*Exercise brief*.
Please set out the lines of the items below as a numbered list, starting at the first line and ending at the line that contains "column 164, row 318", and leave out any blank lines.

• • • •

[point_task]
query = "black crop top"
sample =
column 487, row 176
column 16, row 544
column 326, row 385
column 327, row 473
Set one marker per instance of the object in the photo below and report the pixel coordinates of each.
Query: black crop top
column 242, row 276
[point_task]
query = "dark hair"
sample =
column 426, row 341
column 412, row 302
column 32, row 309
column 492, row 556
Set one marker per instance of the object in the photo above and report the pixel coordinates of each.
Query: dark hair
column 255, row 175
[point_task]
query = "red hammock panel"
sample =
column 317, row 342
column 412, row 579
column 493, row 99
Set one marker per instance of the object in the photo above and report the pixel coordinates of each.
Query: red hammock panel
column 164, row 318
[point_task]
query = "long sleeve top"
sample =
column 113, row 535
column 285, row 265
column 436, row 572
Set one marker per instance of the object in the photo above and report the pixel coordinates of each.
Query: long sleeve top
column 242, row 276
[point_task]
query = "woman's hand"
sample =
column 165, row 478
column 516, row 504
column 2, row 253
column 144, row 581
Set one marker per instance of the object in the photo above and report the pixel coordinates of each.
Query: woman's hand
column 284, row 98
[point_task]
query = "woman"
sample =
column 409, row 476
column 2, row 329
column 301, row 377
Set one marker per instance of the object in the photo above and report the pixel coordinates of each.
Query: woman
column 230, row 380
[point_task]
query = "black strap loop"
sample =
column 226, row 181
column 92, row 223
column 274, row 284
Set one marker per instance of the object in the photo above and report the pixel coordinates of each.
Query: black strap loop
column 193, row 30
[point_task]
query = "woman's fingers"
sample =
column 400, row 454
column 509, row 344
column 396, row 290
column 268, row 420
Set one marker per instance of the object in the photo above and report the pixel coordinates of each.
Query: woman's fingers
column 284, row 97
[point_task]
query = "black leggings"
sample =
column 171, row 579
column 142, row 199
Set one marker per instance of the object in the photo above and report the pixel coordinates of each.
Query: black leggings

• • • •

*Correct answer*.
1. [point_task]
2. query = "black crop top"
3. sample =
4. column 487, row 176
5. column 16, row 544
6. column 326, row 385
7. column 327, row 473
8. Set one marker per instance of the object in the photo below and report the pixel coordinates of each.
9. Query: black crop top
10. column 242, row 276
11. [point_task]
12. query = "dark hair"
13. sample =
14. column 426, row 341
15. column 412, row 302
16. column 32, row 309
17. column 492, row 556
18. Set one marker per instance of the object in the photo above and report the pixel coordinates of each.
19. Query: dark hair
20. column 255, row 175
21. [point_task]
22. query = "red hammock panel"
23. sample =
24. column 317, row 342
25. column 412, row 579
26. column 493, row 99
27. Set one marker per instance of the object in the photo above and report the pixel coordinates of each.
28. Query: red hammock panel
29. column 164, row 318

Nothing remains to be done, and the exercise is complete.